I have been testing gfortran, the fortran compiler for gcc3.5.  Unfortunately, gfortran and g95 forked about a year and a half ago and it is the former that is associated with gcc.

 I have mainly been examining the fortran95 aspects but have also taken a look-see at what it does with fortran77.  I have only found one broken bit that affects octave - multiple entry points are not supported.  I rewrote the two subroutines in ranlib that contain ENTRY and compiled every last bit of fortran in octave.  The object modules are OK; those that I have tested work fine.  Unfortunately, the distribution between the libraries is such that an octave build fails with gcc-3.5.0 because of multiple definitions all over the place.  --accept-multiple-definition allows the build to run to the end but octave then falls over in kpathsea, for some reason.  I suspect that the snapshot of g++ I downloaded has regressed some place.  I do not see any interest in investigating further for the present.

However, dynamically loaded functions can be written with gfortran functions and subroutines and they work fine.  I haven't tried a recursive function yet but will give it a try and will report back with the results.

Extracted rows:
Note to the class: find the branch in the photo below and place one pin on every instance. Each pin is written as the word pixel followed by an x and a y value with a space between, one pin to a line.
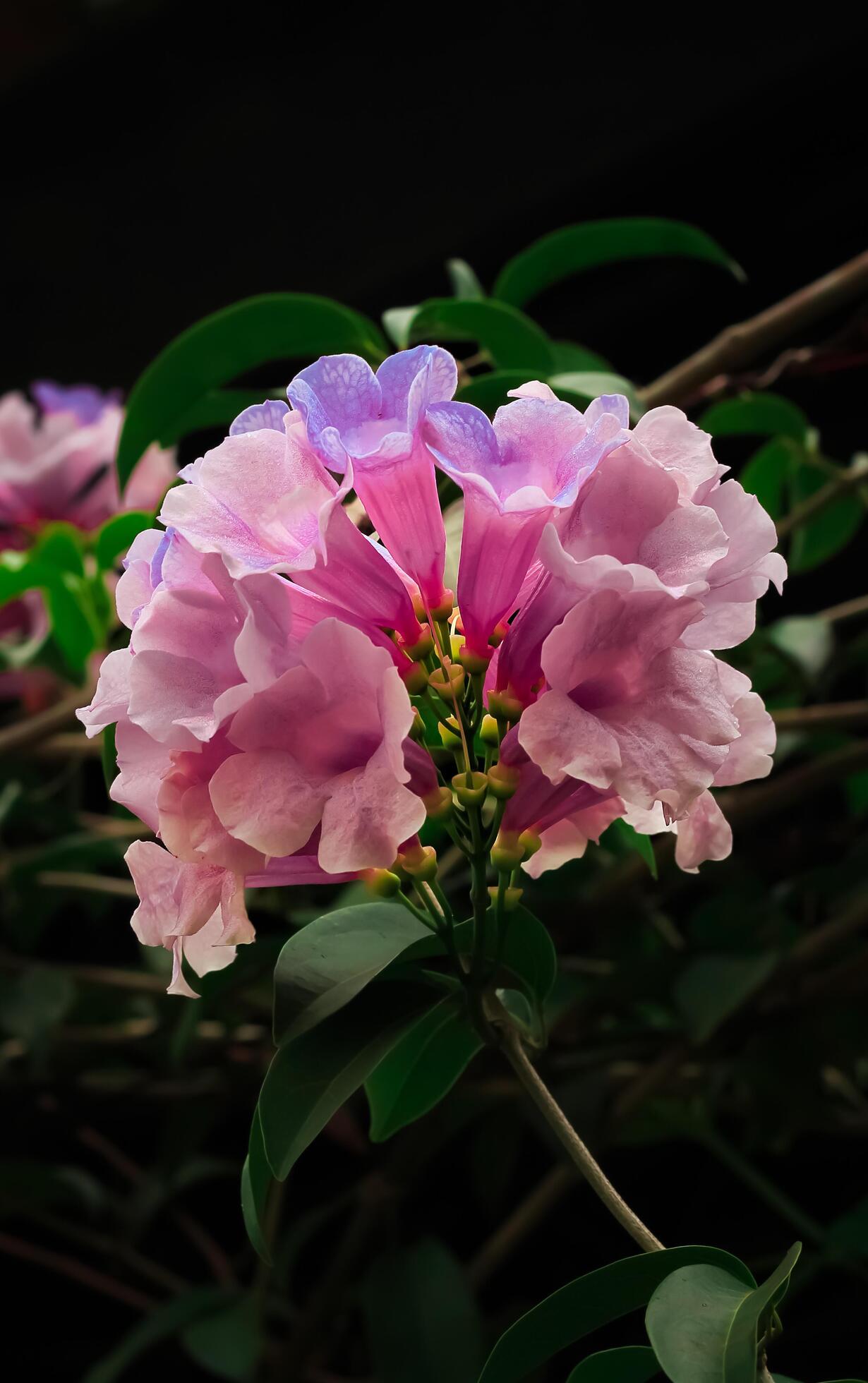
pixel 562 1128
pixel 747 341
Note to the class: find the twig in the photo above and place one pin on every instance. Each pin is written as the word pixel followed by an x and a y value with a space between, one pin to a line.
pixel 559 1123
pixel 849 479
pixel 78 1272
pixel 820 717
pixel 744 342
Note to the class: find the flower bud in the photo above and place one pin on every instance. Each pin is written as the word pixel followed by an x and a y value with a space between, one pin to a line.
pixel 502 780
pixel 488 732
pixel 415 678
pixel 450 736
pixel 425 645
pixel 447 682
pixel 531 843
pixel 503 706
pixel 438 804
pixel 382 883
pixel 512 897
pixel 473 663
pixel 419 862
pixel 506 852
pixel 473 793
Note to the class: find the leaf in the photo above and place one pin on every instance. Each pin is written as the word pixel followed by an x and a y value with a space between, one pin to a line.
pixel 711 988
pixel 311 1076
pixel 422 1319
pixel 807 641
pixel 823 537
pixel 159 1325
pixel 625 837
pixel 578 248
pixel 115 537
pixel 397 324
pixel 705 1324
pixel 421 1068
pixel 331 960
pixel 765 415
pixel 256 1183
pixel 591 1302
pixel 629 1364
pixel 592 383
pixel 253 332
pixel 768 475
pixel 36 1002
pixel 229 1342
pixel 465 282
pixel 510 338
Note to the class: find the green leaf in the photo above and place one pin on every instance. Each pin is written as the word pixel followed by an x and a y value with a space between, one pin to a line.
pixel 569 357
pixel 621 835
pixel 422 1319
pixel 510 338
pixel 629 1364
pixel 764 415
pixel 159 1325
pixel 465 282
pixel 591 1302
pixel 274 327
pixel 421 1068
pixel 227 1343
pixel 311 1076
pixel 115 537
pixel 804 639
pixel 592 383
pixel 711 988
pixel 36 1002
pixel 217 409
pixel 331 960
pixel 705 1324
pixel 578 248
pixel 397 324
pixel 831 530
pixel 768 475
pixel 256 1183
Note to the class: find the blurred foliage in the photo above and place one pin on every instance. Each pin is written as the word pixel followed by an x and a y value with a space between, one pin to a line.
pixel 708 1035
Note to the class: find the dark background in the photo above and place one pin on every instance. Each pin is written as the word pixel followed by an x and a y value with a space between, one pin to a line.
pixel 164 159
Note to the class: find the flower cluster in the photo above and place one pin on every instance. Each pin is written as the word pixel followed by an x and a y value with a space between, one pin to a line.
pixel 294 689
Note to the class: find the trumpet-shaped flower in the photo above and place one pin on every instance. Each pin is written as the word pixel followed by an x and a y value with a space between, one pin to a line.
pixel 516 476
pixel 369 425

To-do list
1 > Decide whether each statement agrees with the gfortran testing report, answering yes or no and quoting the words that settle it: (a) gfortran does not support multiple entry points. (b) The author has already tested a recursive function. (c) The option --accept-multiple-definition lets the octave build run to completion.
2 > According to the gfortran testing report, why does an octave build fail with gcc-3.5.0 even though the compiled object modules are OK? Answer in one to three sentences.
The rows are separate material and are not part of the gfortran testing report.

Answers to each task
1 >
(a) Yes: "multiple entry points are not supported."
(b) No: "I haven't tried a recursive function yet"
(c) Yes: "--accept-multiple-definition allows the build to run to the end"

2 > The build fails because of how the code is distributed between the libraries. That distribution produces multiple definitions all over the place.